→ Task goal: Render the lines from the one containing "Spot the window in" through the end of the entries as a Markdown table with the columns Row and Text, numbering each line and omitting blank lines.

— Begin Data to process —

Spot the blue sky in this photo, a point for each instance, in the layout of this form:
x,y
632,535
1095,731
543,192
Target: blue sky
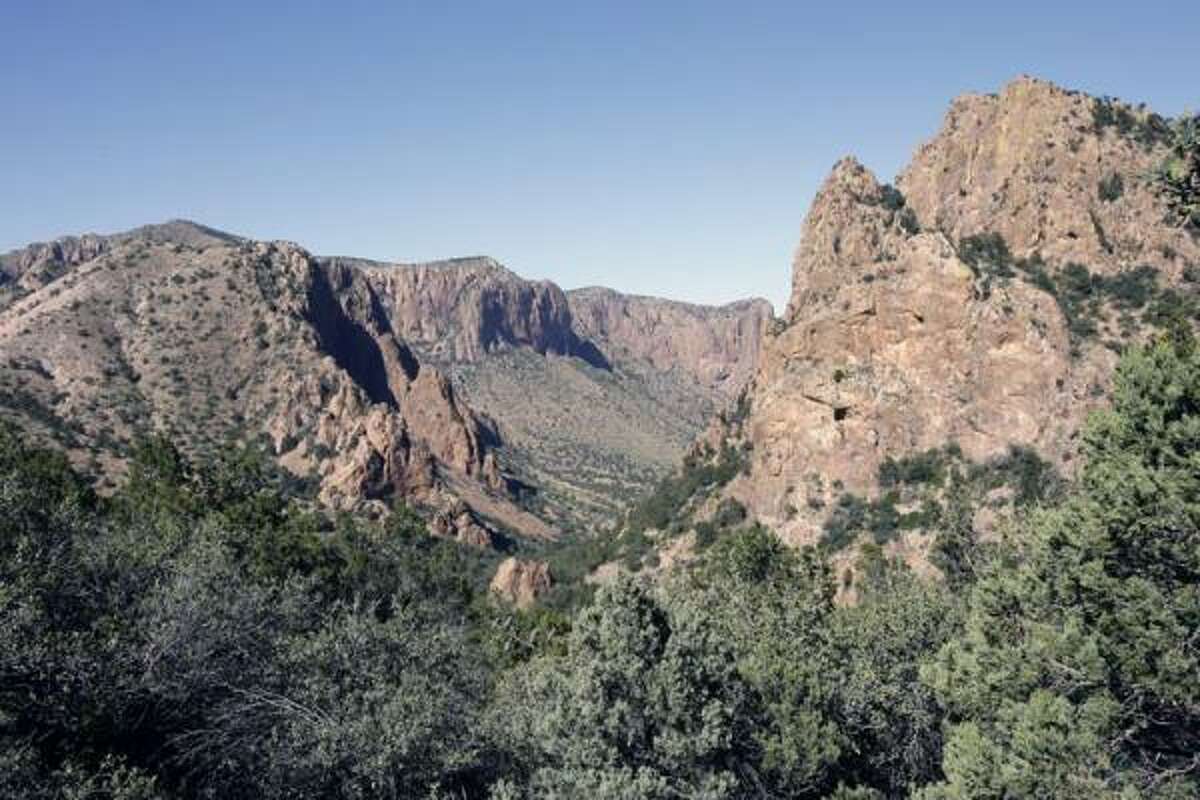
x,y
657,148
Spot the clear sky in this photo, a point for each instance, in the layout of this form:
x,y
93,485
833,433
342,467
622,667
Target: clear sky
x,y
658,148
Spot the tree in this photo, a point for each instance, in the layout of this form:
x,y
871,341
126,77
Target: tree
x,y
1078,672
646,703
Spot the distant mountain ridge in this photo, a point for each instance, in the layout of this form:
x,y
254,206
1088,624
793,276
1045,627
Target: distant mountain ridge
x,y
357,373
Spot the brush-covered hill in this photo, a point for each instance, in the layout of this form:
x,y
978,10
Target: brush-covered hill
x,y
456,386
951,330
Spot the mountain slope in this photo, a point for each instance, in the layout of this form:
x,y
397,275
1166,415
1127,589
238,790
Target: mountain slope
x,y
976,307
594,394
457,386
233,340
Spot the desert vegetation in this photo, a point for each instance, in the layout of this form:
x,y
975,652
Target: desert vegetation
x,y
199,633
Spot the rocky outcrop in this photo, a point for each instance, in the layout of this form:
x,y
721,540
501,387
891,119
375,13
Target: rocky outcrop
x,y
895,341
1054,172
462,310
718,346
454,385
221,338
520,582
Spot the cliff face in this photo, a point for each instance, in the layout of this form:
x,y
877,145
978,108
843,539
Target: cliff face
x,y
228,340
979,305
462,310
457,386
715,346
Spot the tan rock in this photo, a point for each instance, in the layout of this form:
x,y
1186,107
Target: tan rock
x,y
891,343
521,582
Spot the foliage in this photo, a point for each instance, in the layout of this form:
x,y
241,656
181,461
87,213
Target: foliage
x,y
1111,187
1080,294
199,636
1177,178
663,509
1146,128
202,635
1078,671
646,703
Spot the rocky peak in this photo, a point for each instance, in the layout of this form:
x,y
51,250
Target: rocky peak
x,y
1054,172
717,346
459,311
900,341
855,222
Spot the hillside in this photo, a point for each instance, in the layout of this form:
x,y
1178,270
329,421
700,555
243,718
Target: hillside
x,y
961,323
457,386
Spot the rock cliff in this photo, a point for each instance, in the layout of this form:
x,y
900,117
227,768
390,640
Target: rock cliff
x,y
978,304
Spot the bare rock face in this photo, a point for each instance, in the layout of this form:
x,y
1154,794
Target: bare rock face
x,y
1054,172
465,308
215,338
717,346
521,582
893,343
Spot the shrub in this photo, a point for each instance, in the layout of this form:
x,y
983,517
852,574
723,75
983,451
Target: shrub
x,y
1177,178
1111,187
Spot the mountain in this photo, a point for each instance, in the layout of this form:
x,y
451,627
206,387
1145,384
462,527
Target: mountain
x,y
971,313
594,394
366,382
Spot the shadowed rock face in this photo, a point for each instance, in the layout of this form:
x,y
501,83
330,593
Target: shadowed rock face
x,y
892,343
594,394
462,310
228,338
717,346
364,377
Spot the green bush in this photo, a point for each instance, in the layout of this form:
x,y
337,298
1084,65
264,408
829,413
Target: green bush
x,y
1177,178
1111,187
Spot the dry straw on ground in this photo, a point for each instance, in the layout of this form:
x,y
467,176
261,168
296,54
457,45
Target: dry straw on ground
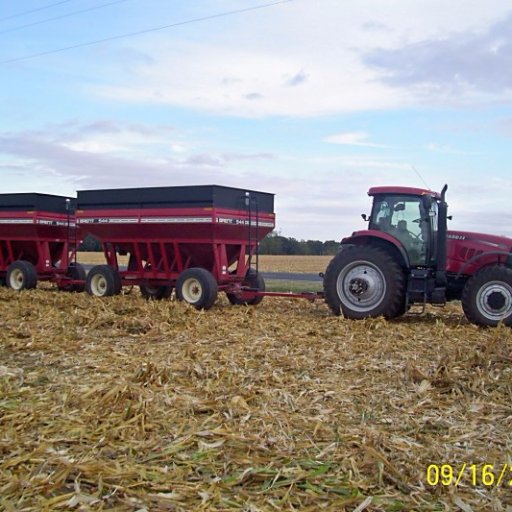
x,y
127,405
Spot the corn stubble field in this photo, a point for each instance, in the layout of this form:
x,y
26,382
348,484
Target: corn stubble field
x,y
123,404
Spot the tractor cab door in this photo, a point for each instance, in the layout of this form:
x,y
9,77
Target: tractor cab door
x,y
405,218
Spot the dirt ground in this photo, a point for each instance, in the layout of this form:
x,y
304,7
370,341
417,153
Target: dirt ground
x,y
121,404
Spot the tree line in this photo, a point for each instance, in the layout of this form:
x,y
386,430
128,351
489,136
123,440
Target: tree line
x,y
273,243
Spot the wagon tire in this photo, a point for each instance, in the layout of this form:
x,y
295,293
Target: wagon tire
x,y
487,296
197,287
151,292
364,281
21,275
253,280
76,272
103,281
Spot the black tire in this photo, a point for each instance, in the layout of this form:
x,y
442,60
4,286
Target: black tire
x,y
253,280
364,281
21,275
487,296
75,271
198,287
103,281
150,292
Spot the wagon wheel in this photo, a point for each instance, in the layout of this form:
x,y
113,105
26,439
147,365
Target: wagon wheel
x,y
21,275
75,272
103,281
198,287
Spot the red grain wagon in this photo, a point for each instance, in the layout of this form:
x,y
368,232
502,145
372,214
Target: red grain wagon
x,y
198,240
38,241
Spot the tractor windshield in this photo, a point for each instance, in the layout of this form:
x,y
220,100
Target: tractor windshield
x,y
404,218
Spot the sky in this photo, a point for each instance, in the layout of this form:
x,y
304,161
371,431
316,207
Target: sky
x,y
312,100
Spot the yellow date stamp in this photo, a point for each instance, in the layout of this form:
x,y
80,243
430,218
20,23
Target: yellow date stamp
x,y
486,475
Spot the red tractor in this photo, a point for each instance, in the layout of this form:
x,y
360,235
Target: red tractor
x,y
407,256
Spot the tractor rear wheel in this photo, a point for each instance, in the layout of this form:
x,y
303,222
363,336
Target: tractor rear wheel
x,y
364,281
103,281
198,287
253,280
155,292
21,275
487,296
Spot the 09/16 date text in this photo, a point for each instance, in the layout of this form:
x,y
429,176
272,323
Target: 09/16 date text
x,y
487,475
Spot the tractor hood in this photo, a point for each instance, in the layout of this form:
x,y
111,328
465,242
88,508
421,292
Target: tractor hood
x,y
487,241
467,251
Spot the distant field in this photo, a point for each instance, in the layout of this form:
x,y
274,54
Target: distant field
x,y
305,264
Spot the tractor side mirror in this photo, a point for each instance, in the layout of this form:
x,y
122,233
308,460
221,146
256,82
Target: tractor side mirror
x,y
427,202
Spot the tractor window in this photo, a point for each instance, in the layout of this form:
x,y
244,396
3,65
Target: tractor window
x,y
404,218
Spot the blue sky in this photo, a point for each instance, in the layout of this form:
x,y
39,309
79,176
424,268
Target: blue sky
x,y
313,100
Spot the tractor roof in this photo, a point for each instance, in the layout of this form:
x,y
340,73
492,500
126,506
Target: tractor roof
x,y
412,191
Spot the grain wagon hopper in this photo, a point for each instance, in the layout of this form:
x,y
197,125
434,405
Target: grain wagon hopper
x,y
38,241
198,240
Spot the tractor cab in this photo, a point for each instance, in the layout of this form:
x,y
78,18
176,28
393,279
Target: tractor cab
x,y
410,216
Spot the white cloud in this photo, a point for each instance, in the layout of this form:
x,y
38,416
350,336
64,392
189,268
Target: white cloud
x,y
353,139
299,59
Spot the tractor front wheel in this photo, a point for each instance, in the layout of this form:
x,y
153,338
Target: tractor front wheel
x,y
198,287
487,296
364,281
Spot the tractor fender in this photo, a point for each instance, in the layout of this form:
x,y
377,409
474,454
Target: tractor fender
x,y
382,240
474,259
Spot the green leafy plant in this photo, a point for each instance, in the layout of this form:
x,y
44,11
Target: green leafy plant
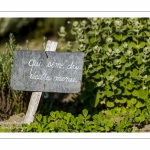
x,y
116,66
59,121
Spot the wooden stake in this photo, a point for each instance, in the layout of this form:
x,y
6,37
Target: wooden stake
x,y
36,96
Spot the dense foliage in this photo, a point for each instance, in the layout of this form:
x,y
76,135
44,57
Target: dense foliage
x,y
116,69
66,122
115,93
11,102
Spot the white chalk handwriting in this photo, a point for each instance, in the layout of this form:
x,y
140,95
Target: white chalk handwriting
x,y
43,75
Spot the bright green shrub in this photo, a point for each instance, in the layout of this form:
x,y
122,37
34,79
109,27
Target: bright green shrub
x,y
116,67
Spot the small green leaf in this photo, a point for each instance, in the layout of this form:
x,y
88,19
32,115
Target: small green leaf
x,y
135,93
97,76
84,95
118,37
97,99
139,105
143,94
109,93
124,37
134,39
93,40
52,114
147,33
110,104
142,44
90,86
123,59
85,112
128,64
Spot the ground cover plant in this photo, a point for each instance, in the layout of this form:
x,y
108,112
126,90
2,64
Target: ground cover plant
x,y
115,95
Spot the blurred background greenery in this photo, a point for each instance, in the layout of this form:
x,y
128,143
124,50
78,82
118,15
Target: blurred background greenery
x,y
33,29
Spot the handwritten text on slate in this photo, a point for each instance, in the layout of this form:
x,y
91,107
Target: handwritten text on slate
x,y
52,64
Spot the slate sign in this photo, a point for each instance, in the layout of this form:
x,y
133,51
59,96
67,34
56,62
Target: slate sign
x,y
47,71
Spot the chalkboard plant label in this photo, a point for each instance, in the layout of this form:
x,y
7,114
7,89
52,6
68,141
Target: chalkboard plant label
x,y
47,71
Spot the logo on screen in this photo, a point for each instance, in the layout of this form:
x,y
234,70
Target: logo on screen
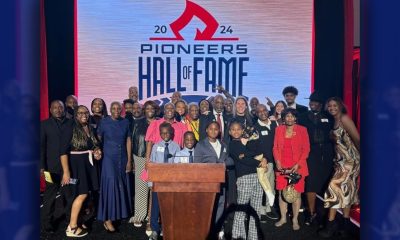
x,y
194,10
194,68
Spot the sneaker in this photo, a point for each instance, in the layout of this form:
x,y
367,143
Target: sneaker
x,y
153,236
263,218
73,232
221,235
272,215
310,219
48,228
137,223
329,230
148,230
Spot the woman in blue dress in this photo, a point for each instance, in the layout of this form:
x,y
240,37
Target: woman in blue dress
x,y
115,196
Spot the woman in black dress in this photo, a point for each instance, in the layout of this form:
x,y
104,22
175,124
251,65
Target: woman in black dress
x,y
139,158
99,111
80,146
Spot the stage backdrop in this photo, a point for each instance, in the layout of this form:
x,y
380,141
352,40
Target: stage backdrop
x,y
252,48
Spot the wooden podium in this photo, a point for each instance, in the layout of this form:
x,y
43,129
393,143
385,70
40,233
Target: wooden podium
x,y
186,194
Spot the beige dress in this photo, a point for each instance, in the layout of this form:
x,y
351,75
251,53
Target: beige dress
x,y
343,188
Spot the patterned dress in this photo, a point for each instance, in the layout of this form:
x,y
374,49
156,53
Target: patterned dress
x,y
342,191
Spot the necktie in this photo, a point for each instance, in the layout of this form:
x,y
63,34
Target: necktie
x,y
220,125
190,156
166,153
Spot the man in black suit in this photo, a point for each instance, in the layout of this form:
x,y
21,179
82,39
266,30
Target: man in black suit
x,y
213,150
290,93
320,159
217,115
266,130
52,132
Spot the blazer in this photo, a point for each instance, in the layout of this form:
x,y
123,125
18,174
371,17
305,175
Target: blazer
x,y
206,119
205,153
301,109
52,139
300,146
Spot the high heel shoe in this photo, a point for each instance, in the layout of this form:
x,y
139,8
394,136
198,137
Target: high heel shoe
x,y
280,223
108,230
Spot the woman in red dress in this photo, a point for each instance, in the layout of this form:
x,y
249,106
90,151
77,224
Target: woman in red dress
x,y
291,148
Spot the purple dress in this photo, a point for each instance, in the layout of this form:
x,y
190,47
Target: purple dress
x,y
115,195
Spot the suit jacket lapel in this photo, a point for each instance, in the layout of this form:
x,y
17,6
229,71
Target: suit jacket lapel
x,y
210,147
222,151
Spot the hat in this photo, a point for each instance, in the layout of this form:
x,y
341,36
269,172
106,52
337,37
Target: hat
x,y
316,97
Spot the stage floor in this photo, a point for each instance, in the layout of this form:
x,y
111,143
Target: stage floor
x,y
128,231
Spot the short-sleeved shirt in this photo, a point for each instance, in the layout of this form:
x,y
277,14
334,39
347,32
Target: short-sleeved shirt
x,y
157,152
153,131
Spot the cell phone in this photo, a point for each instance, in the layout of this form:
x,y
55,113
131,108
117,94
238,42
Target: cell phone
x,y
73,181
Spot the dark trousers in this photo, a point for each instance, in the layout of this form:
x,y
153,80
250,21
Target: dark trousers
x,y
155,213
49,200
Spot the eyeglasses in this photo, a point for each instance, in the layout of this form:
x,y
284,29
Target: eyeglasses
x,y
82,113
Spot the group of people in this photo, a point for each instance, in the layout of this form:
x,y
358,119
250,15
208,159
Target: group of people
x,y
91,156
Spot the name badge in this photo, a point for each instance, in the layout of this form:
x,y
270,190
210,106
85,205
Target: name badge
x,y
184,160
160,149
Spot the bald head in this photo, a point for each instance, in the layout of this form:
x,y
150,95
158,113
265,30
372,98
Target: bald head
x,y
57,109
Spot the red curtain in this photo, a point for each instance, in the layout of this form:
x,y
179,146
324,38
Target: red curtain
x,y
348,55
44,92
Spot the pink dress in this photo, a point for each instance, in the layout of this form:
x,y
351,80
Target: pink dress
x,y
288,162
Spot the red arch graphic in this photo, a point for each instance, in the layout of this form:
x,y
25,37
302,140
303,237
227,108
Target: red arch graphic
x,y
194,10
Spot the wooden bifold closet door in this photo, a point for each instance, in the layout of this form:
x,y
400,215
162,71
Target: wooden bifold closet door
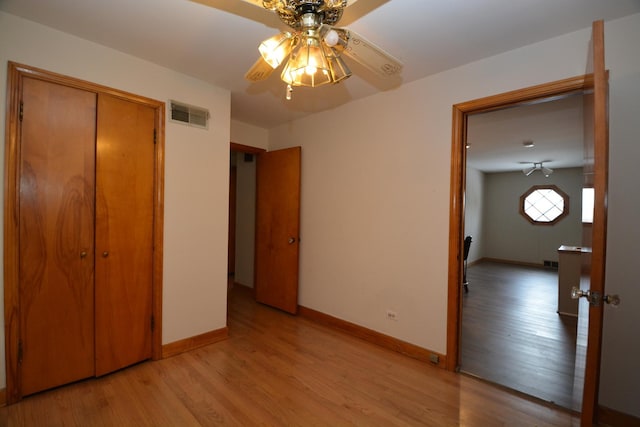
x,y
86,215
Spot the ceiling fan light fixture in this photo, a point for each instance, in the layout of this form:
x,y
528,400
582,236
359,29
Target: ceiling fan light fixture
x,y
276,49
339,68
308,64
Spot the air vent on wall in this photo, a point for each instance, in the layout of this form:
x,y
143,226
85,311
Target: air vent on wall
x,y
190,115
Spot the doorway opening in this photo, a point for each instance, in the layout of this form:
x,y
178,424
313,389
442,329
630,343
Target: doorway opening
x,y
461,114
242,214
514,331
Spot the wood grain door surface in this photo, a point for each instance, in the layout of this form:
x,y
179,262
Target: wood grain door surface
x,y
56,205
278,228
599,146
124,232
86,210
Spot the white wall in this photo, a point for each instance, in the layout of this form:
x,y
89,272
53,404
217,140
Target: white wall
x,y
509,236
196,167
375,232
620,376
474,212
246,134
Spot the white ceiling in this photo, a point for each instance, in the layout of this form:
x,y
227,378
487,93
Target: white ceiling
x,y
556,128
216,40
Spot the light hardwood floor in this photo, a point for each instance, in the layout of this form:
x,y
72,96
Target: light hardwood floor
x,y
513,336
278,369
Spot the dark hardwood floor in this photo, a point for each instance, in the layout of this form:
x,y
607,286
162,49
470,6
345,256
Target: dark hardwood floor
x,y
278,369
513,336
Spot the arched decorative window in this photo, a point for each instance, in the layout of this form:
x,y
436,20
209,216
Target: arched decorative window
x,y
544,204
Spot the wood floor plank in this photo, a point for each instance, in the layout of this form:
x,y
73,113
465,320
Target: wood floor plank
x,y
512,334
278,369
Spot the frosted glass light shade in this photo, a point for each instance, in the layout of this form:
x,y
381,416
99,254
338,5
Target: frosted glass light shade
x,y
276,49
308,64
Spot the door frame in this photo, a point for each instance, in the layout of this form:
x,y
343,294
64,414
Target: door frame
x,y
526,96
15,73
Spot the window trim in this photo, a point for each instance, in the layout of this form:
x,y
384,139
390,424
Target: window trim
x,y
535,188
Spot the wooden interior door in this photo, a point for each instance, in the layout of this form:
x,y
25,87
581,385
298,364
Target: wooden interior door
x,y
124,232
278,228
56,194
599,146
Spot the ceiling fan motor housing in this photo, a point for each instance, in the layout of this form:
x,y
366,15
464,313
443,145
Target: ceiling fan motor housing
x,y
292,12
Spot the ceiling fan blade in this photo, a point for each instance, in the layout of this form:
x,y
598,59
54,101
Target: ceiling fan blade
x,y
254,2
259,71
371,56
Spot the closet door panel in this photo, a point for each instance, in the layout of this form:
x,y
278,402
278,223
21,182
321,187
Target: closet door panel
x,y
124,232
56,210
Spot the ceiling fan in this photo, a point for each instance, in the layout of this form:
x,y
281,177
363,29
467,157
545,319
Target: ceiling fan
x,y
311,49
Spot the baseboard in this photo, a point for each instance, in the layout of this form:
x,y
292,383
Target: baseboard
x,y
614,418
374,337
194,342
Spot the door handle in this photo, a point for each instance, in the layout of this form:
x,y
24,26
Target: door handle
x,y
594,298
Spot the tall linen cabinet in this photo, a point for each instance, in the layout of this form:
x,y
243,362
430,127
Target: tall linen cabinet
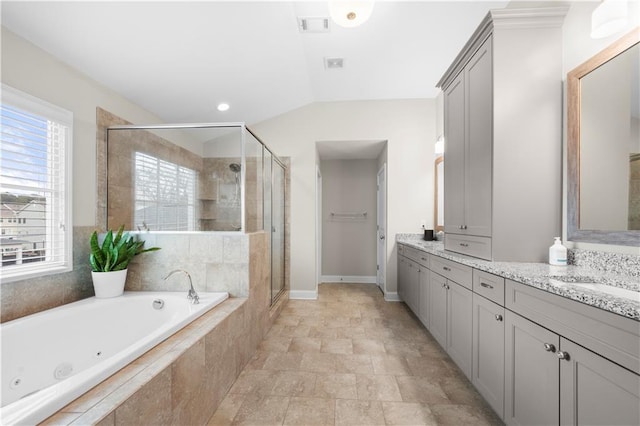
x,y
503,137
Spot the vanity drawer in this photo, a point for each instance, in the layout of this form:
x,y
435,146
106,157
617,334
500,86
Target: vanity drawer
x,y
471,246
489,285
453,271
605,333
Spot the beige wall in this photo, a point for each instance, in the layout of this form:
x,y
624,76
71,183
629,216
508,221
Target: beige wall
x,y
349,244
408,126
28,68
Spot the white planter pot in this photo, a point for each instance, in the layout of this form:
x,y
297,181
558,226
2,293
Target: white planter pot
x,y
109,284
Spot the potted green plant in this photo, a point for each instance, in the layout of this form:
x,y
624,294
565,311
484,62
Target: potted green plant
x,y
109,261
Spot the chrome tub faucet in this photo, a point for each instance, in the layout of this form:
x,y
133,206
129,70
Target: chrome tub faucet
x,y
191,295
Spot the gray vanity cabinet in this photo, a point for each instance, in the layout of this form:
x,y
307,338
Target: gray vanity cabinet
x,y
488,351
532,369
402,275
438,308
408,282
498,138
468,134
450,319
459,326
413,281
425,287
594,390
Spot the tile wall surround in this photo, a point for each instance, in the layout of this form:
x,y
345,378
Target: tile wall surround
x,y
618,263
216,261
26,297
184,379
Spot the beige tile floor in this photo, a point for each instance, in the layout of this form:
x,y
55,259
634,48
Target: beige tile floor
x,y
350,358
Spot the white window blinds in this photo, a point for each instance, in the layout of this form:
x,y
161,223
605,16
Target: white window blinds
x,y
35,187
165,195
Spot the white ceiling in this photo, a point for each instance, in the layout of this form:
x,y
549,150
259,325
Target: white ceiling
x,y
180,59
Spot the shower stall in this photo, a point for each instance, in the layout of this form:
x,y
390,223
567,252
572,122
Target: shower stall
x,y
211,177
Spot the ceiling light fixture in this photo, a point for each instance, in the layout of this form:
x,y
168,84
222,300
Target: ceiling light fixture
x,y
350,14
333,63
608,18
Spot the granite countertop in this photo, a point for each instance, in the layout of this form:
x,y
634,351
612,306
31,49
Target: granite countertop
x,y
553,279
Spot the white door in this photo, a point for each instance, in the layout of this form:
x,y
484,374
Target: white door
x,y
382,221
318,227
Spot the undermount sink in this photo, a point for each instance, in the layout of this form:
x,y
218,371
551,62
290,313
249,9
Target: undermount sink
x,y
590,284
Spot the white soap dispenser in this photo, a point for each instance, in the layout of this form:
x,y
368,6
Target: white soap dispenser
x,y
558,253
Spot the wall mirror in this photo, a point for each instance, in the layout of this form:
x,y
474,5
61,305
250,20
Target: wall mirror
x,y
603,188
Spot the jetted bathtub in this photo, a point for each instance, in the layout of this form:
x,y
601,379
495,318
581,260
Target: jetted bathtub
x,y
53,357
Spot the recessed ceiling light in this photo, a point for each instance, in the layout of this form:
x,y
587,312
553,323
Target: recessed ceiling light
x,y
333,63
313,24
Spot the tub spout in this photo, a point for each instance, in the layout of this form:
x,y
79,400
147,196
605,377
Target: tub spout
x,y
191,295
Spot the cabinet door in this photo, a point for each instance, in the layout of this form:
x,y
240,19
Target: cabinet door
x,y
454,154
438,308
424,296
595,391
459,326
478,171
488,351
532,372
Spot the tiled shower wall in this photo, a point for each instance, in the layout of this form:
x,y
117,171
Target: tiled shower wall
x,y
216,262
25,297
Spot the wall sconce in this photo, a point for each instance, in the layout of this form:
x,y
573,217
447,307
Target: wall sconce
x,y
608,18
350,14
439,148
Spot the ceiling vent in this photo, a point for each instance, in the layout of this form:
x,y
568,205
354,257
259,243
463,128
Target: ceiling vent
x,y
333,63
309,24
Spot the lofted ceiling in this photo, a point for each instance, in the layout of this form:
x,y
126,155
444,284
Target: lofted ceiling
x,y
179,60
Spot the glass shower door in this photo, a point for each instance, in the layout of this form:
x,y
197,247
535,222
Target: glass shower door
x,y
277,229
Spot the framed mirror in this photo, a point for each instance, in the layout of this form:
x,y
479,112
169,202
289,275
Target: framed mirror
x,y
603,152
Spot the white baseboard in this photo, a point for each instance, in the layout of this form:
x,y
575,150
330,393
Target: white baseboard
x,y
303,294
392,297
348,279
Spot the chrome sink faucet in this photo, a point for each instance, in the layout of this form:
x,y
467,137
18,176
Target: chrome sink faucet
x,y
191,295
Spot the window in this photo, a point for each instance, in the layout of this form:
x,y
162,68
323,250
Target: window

— End Data to process —

→ Correct response:
| Row | Text |
|---|---|
| 1 | Spot the window in this photo, a point for each instance, in the layout of this form: |
| 2 | x,y |
| 3 | 162,68 |
| 4 | 323,250 |
| 5 | Target: window |